§ To be done:
A) In the case excerpt, what did the defendant insurer allege was the limit of its liability for bodily injury to one person?
B) Condense the paragraph of the case excerpt that begins "Defendants deny negligence" into a short bulleted list that keeps its main facts.
C) Retype the part of the case excerpt that opens with the words containing "Defendants deny negligence" and closes with "with contributory negligence.".

§ Text segment:
══════════════════════════════
Defendants deny negligence on the part of Smith and affirmatively allege that the accident was caused solely by circumstances entirely beyond his control. As a special defense defendants plead the 'Guest Statute' of Alabama, Title 36, § 95, Alabama Code of 1940. The defendant insurer also specially pleaded all of the terms and conditions of the policy which it had issued Smith and alleged that the limit of its liability thereunder for bodily injury to one person is $10,000. In the alternative, both defendants charge Woodrow Clifton Smith with contributory negligence.

On November 21, 1956, at 6:30 o'clock p.m., Horace T. Smith left New Orleans in his automobile with his aforesaid nephew and niece as passengers therein and drove to Clinton, Alabama, arriving there about 5 o'clock on the morning of November 22, 1956; Smith left Clinton about 9:00 a.m. and drove to Montgomery reaching there about 10:30 a.m., and then returned to Clinton at 3:30 p.m.; he left Clinton at 7:00 p.m. to make the return trip to New Orleans, and after traveling about 70 miles the accident under consideration occurred at 9:00 p.m. The two yound guests were asleep in the car and they know nothing as to how the accident may have happened.
══════════════════════════════
§ Data:
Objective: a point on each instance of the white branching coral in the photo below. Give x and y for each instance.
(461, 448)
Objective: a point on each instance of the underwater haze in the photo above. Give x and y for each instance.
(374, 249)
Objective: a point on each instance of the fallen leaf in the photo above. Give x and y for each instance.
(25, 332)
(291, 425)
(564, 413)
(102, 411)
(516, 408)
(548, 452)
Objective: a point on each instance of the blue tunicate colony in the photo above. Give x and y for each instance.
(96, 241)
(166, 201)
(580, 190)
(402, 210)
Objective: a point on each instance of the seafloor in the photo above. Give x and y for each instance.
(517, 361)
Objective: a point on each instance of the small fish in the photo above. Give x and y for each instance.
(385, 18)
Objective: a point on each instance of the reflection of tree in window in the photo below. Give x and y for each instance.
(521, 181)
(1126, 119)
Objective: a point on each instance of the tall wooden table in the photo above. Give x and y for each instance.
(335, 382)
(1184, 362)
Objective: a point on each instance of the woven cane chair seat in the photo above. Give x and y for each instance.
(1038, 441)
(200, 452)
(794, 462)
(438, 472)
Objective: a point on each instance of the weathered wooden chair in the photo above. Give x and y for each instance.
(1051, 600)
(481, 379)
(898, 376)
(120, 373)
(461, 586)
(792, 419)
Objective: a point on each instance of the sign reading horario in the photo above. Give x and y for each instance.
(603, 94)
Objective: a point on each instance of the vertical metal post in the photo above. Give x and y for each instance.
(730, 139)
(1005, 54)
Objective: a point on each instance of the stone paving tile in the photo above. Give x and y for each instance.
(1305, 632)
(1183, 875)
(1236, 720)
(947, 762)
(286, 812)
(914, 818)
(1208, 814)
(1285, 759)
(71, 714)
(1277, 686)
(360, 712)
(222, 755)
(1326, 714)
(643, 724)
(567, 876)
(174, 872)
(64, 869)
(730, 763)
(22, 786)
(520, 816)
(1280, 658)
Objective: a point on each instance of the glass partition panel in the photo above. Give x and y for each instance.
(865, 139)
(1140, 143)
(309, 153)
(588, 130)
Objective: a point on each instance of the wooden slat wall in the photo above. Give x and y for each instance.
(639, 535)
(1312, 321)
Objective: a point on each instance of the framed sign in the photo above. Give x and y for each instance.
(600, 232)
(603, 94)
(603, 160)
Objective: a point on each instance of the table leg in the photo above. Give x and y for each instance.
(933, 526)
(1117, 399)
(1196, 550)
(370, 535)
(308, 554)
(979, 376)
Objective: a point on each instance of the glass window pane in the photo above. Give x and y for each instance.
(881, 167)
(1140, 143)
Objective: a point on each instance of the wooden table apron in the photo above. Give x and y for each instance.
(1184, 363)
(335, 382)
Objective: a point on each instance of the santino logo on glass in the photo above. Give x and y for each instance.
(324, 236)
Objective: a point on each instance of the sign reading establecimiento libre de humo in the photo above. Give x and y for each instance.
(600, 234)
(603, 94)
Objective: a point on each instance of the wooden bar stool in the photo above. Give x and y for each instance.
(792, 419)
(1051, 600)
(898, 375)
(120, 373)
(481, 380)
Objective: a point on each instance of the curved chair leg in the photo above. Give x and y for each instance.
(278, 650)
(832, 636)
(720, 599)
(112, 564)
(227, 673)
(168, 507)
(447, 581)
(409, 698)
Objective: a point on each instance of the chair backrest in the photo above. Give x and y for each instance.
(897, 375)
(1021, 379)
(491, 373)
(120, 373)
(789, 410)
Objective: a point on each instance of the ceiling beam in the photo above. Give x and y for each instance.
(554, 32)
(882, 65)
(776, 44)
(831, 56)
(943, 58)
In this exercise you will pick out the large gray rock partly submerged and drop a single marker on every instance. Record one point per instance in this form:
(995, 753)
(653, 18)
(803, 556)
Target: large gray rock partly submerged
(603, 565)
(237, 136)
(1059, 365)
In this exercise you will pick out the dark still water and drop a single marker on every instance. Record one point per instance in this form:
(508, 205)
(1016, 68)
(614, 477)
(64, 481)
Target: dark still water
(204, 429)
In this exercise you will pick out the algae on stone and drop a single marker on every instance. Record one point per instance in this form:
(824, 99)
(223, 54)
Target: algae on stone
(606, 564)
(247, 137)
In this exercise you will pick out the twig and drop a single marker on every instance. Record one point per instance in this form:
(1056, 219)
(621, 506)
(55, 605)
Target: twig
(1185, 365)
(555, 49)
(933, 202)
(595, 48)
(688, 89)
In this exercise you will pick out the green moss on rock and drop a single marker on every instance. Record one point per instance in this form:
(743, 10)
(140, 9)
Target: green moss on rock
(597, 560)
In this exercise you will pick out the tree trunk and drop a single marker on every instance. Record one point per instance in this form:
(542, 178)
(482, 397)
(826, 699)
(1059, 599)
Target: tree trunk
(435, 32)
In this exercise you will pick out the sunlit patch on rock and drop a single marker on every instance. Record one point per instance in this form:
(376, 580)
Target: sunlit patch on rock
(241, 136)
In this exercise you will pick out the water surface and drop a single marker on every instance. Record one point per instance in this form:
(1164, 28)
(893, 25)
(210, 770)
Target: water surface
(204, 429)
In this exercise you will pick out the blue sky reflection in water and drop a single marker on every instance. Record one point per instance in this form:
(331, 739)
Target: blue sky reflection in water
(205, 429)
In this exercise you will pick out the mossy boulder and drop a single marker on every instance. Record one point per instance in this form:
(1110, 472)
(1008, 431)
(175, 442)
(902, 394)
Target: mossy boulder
══════════════════════════════
§ In response:
A) $10,000

B)
- Defendants deny that Smith was negligent and allege the accident was caused solely by circumstances beyond his control.
- As a special defense, they plead Alabama's "Guest Statute" (Title 36, § 95, Alabama Code of 1940).
- The defendant insurer pleads the terms and conditions of its policy issued to Smith and alleges its liability limit for bodily injury to one person is $10,000.
- Alternatively, both defendants charge Woodrow Clifton Smith with contributory negligence.

C)
Defendants deny negligence on the part of Smith and affirmatively allege that the accident was caused solely by circumstances entirely beyond his control. As a special defense defendants plead the 'Guest Statute' of Alabama, Title 36, § 95, Alabama Code of 1940. The defendant insurer also specially pleaded all of the terms and conditions of the policy which it had issued Smith and alleged that the limit of its liability thereunder for bodily injury to one person is $10,000. In the alternative, both defendants charge Woodrow Clifton Smith with contributory negligence.